§ DATASET EXCERPTS
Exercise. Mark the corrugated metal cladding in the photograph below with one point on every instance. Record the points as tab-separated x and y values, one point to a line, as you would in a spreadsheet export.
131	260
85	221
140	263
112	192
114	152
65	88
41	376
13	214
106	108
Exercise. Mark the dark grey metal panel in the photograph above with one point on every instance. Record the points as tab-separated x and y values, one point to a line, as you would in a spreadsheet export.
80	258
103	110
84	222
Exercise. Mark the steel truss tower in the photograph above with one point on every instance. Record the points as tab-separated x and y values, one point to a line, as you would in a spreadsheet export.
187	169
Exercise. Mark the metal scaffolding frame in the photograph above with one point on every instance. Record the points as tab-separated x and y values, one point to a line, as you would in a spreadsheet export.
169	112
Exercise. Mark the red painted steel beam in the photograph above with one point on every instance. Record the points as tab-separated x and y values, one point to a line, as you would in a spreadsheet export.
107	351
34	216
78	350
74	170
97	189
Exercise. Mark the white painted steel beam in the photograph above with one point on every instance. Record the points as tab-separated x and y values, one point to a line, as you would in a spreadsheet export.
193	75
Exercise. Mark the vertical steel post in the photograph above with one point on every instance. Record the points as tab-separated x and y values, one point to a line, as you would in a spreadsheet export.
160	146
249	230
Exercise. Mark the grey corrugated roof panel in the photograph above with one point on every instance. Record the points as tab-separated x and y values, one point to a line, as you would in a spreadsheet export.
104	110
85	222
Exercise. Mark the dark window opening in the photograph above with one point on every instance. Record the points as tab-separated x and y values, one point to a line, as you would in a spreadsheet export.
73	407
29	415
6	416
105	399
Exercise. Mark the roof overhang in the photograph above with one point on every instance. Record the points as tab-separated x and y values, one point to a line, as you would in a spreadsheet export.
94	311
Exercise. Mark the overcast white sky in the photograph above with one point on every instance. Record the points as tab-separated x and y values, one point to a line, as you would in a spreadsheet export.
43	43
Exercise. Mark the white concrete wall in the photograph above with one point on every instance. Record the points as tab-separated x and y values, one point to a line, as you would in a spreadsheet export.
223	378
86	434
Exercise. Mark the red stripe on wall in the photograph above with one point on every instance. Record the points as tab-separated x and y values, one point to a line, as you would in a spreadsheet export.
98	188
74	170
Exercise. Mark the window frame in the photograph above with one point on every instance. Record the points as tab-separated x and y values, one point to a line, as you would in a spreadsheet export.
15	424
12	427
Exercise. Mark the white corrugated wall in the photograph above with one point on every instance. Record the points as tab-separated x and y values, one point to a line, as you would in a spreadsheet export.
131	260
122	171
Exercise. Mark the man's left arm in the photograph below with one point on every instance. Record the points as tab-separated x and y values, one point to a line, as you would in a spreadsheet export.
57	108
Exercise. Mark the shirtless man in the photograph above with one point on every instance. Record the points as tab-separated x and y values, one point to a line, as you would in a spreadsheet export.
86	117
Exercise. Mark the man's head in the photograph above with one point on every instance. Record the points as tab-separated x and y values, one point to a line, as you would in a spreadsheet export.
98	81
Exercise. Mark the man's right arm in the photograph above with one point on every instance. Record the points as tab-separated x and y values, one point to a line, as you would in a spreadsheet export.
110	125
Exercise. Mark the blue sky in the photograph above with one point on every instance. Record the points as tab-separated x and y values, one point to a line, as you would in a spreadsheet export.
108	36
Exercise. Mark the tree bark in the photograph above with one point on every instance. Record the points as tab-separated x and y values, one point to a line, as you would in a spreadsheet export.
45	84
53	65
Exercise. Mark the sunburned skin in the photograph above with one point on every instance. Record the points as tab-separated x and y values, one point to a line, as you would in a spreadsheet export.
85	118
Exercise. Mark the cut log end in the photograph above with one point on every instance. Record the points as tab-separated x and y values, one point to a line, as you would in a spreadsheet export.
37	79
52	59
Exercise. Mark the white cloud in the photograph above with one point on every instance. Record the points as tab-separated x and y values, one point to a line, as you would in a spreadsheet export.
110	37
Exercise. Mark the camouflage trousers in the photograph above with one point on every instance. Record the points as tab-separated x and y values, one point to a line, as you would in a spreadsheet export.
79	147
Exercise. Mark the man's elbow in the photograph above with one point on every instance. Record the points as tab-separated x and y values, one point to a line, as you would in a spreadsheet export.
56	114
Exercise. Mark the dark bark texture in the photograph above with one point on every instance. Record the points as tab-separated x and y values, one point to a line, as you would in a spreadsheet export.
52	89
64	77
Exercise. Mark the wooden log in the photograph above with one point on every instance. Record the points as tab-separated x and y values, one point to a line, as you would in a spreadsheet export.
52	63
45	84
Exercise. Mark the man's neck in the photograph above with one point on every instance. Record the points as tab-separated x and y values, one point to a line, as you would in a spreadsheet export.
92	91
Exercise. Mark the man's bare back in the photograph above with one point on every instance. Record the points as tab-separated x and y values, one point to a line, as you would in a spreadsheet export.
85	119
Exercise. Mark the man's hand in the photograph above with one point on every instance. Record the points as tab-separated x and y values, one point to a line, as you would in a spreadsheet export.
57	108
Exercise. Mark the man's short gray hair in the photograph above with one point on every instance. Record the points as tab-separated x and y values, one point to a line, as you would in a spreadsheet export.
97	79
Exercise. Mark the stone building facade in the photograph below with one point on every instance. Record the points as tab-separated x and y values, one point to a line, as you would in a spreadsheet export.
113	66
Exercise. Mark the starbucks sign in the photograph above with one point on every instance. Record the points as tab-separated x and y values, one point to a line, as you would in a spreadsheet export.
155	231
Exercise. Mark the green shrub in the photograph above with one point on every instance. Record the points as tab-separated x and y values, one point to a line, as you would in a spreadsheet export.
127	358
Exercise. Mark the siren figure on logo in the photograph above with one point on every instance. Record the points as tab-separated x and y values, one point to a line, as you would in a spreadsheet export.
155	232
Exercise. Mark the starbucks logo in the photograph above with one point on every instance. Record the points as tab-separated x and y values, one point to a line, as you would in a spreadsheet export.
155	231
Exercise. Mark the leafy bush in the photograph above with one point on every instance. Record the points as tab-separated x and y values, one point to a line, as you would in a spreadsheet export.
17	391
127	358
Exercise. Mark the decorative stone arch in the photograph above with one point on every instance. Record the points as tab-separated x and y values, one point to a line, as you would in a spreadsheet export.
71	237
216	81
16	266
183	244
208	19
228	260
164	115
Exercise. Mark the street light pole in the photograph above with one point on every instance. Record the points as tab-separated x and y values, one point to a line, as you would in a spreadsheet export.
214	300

§ WHAT YOU HAVE TO DO
Every record above needs to be restated exactly.

§ SOLVED PROBLEM
Exercise. Mark the corrugated metal cladding in the photograph below with one point on every instance. Record the points as tab-separated x and y values, one point to a line, as you would in a spreadsheet export.
131	260
85	221
140	263
112	192
114	152
65	88
41	376
13	214
106	108
Exercise. Mark the dark grey metal panel in the photograph above with one point on every instance. Record the points as tab-separated x and y values, one point to a line, as you would in a spreadsheet export.
80	258
103	110
84	222
Exercise. Mark the steel truss tower in the photograph above with one point on every instance. Record the points as tab-separated x and y values, one point to a line, as you would in a spreadsheet export.
187	169
Exercise. Mark the metal scaffolding frame in the photograph above with one point on every instance. Record the points as tab-separated x and y values, one point to a line, as you would in a spreadsheet export.
169	112
Exercise. Mark the red painted steel beam in the photograph above with one point on every instance. Record the points as tab-separated x and y values, one point to a line, as you would in a spreadsheet export.
107	351
34	216
78	350
74	170
97	189
Exercise. Mark the white painted steel beam in the photograph above with one point on every instance. Record the points as tab-separated x and y values, one point to a line, as you would in a spreadsheet export.
193	75
Exercise. Mark the vertical steel post in the photograph above with one point on every instance. Record the points as tab-separated x and y values, one point to a line, as you would in a spreadsheet export.
160	146
249	230
Exercise. Mark the grey corrugated roof panel in the photograph above with one point on every instance. Record the points as tab-separated x and y values, one point to a line, as you would in a spreadsheet export.
104	110
85	222
Exercise. Mark the dark window opening in the photograph above with one point on every instance. Record the points as tab-separated x and y values, one point to a line, as you would in a spreadsheet export.
73	407
29	415
6	416
105	399
Exercise. Mark the roof overhang in the photograph above with one point on every instance. Record the points as tab-separated x and y values, one point to a line, as you would in a spreadsheet export.
94	311
Exercise. Mark the overcast white sky in the photograph above with one point on every instance. Record the points as tab-separated x and y values, one point to a line, as you would in a spreadsheet export.
43	43
Exercise. Mark the white concrete wall in the photograph above with one point on every instance. Record the points as tab-separated x and y values, one point to a line, as you would in a spreadsheet export.
223	378
86	434
Exercise. Mark the red stripe on wall in the photograph above with one point on every instance. Record the points as tab-separated x and y values, one point to a line, as you would in a spreadsheet export.
98	188
74	170
Exercise. Mark the window frame in the photograph above with one point on every instance. Record the points as tab-separated x and y values, one point to a line, as you would in a spreadsheet export.
15	424
12	427
Exercise. Mark the white corrugated wall in the photograph above with one point on every instance. Record the points as tab-separated x and y values, one point to a line, as you would in a spreadsheet export.
131	260
122	171
Exercise. Mark the man's left arm in the photograph below with one point on every instance. Record the points as tab-separated x and y values, one point to a line, as you would in a spreadsheet export.
57	108
Exercise. Mark the shirtless man in the photograph above with one point on every instance. Record the points as tab-separated x and y values, one point to a line, as you would in a spreadsheet export.
86	117
Exercise. Mark the man's head in the photograph above with one point on every instance. Record the points as tab-separated x and y values, one point to a line, as you would in a spreadsheet export.
98	81
Exercise. Mark the man's right arm in the photograph above with one point on every instance. Record the points as tab-separated x and y values, one point to a line, as you would in a spreadsheet export.
110	125
Exercise. Mark the blue sky in the photograph above with one point on every instance. Record the points as tab-separated x and y values, one point to a line, as you would in a spreadsheet export.
108	36
Exercise. Mark the tree bark in the photograph above with one point on every instance. Record the points as tab-separated x and y values, one point to a line, as you would in a spreadsheet export.
45	84
53	65
Exercise. Mark the sunburned skin in the photograph above with one point on every instance. Record the points as tab-separated x and y values, one point to a line, as you would in a spreadsheet export.
85	118
Exercise. Mark the cut log end in the photograph above with one point on every instance. Record the points as tab-separated x and y values, one point to a line, as you would in a spreadsheet export.
37	79
52	59
Exercise. Mark the white cloud in the photograph above with one point on every instance. Record the points as tab-separated x and y values, one point to a line, as you would in a spreadsheet export.
110	37
Exercise. Mark the camouflage trousers in the photograph above with one point on every instance. Record the points as tab-separated x and y values, one point to a line, as you would in a spreadsheet export.
79	147
Exercise. Mark the man's elbow in the photograph above with one point on every instance. Record the points as tab-separated x and y values, one point to a line, as you would in a spreadsheet export.
56	114
Exercise. Mark the dark bark texture in the photograph above with one point on every instance. Record the points as tab-separated x and y values, one point to a line, as you would in a spreadsheet export.
52	89
64	77
Exercise. Mark the wooden log in the photograph above with one point on every instance. Record the points as tab-separated x and y values, one point to a line, as you would in a spreadsheet export.
52	63
45	84
Exercise. Mark the man's neck in the photograph above with one point on every instance. Record the points as tab-separated x and y values, one point to a line, as you would in a spreadsheet export.
92	91
Exercise. Mark the man's bare back in the photograph above with one point on every instance. Record the points as tab-separated x and y values, one point to a line, as you would in a spreadsheet export.
85	119
Exercise. Mark the man's hand in the photograph above with one point on every instance. Record the points as tab-separated x and y values, one point to a line, as you would in a spreadsheet export.
57	108
Exercise. Mark the man's short gray hair in the photograph above with one point on every instance. Record the points as tab-separated x and y values, one point to a line, as you would in a spreadsheet export.
97	79
Exercise. Mark the stone building facade in the photograph below with one point on every instance. Record the points as tab-separated x and y values, one point to a line, as you would in a spreadsheet export.
113	66
Exercise. Mark the starbucks sign in the photograph above with one point on every instance. Record the points as tab-separated x and y values, one point to a line, as you would in a spreadsheet export.
155	231
Exercise. Mark the green shrub in the photograph above with one point on every instance. Record the points as tab-separated x and y values, one point to a line, as you would in a spreadsheet export.
127	358
Exercise. Mark the siren figure on logo in the photograph above with one point on every instance. Record the points as tab-separated x and y values, one point to a line, as you would in a spreadsheet export.
155	232
Exercise. Mark the starbucks logo in the photograph above with one point on every instance. Record the points as tab-separated x and y values, one point to a line, as you would in a spreadsheet export.
155	231
Exercise. Mark the leafy bush in the photograph above with one point on every instance. Record the points as tab-separated x and y values, one point to a line, as you would in a spreadsheet export.
17	391
127	358
Exercise. Mark the decorative stone arch in the photograph above with one point on every instance. Record the points as tab-separated x and y values, one point to a line, as you would in a spreadsheet export.
71	237
216	81
16	266
183	244
208	19
228	260
164	115
Exercise. Mark the street light pole in the photograph above with one point on every instance. Record the points as tab-separated x and y values, one point to a line, as you would in a spreadsheet export.
214	300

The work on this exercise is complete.